(REQUIREMENTS)
1. In the passage on Joseph and Aseneth, what does the text say makes ethnic identity an issue in the Greek novel? Answer in one to three sentences.
2. Translate this sentence from the passage on Joseph and Aseneth into Spanish: "In the end, all those fighting are accused by the universal altruistic ethic introduced by the prophet Levi and adapted and exaggerated by the recently converted Egyptian Aseneth."

(DOCUMENT SECTION)
%%
There is a growing awareness that the question of ethnic identity is at stake in the Greek novel. 70 Paideia, culture and nobility are no longer native to those of Greek origin but have to be proven by speech and deeds. 71 I propose that Joseph and Aseneth might be read as a Jewish contribution to a related discussion. 72 ‘Humor invites us to realize that something important has been concealed or disguised.’ 73 As Joseph and Aseneth's storyline continues it becomes more and more a parody of one of the most central national legends, the story of David and Goliath. Not sword, spear, and shield as worn here by Leah's sons, nor a version David's catapult times fifty can win the prize. In the end, all those fighting are accused by the universal altruistic ethic introduced by the prophet Levi and adapted and exaggerated by the recently converted Egyptian Aseneth.
%%
(ENTRIES SHOWN)
%%
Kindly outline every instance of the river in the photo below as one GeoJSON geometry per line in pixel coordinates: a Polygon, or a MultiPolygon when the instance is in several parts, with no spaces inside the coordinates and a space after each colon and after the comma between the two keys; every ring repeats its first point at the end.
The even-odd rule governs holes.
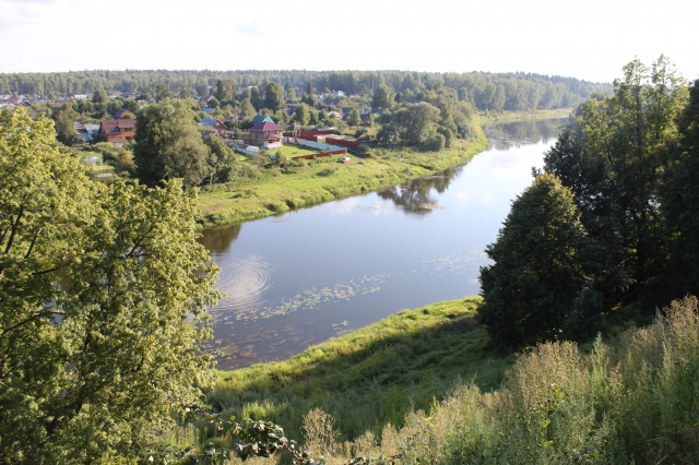
{"type": "Polygon", "coordinates": [[[485,247],[566,121],[493,124],[490,148],[439,176],[205,229],[227,295],[206,346],[217,367],[286,359],[401,309],[477,295],[485,247]]]}

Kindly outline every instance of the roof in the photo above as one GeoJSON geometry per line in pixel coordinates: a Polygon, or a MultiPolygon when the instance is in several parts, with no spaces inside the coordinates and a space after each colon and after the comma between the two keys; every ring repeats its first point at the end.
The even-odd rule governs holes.
{"type": "Polygon", "coordinates": [[[133,111],[122,108],[120,110],[117,110],[114,112],[114,119],[119,119],[119,118],[123,118],[123,115],[133,115],[133,111]]]}
{"type": "Polygon", "coordinates": [[[109,132],[120,132],[120,130],[135,131],[134,119],[106,119],[99,123],[99,129],[105,134],[109,132]]]}
{"type": "Polygon", "coordinates": [[[272,121],[272,119],[269,116],[265,115],[258,115],[254,118],[252,118],[252,124],[259,124],[261,122],[271,122],[272,124],[274,124],[274,121],[272,121]]]}
{"type": "Polygon", "coordinates": [[[261,122],[248,129],[248,131],[284,131],[284,128],[276,126],[273,122],[261,122]]]}

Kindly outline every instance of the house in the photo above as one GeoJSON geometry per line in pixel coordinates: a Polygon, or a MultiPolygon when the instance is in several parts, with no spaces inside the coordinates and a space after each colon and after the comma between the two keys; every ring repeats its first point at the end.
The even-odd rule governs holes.
{"type": "Polygon", "coordinates": [[[261,122],[271,122],[272,124],[274,124],[274,121],[272,121],[272,118],[270,118],[266,115],[258,115],[254,118],[252,118],[252,126],[257,126],[261,122]]]}
{"type": "Polygon", "coordinates": [[[90,142],[95,139],[95,134],[99,133],[99,124],[83,124],[78,121],[73,123],[75,132],[85,142],[90,142]]]}
{"type": "Polygon", "coordinates": [[[220,134],[223,134],[228,130],[222,119],[203,118],[201,121],[199,121],[199,126],[210,127],[220,134]]]}
{"type": "Polygon", "coordinates": [[[204,131],[204,132],[201,134],[201,140],[202,140],[202,141],[205,141],[205,140],[206,140],[206,139],[209,139],[209,138],[217,138],[218,140],[221,140],[221,141],[222,141],[224,144],[226,144],[226,145],[232,145],[232,144],[233,144],[233,142],[234,142],[234,141],[233,141],[233,139],[230,139],[230,138],[228,138],[228,136],[226,136],[226,135],[224,135],[224,134],[220,134],[220,133],[218,133],[218,132],[216,132],[216,131],[204,131]]]}
{"type": "Polygon", "coordinates": [[[242,142],[262,148],[279,148],[282,146],[282,132],[284,128],[273,122],[264,121],[253,126],[249,134],[242,138],[242,142]]]}
{"type": "Polygon", "coordinates": [[[202,104],[204,104],[204,105],[209,105],[209,103],[210,103],[211,100],[213,100],[214,98],[215,98],[215,97],[214,97],[213,95],[209,94],[209,95],[204,95],[203,97],[201,97],[201,98],[199,99],[199,102],[200,102],[200,103],[202,103],[202,104]]]}
{"type": "Polygon", "coordinates": [[[120,110],[115,111],[111,117],[114,119],[127,119],[128,117],[131,117],[131,119],[134,119],[135,115],[133,115],[133,111],[122,108],[120,110]]]}
{"type": "Polygon", "coordinates": [[[135,135],[134,119],[107,119],[99,123],[99,134],[106,142],[121,146],[125,143],[133,142],[135,135]]]}

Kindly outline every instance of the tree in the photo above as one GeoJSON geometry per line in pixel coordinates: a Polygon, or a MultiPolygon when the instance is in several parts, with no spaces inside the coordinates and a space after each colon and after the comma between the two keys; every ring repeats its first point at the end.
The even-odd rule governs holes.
%%
(RESPONSES FOR EACH TASK)
1. Ethnic identity is at stake because paideia, culture and nobility are no longer native to people of Greek origin. Instead, they have to be proven by speech and deeds.

2. Al final, todos los que combaten son acusados por la ética altruista universal introducida por el profeta Leví y adaptada y exagerada por la egipcia Asenet, recién convertida.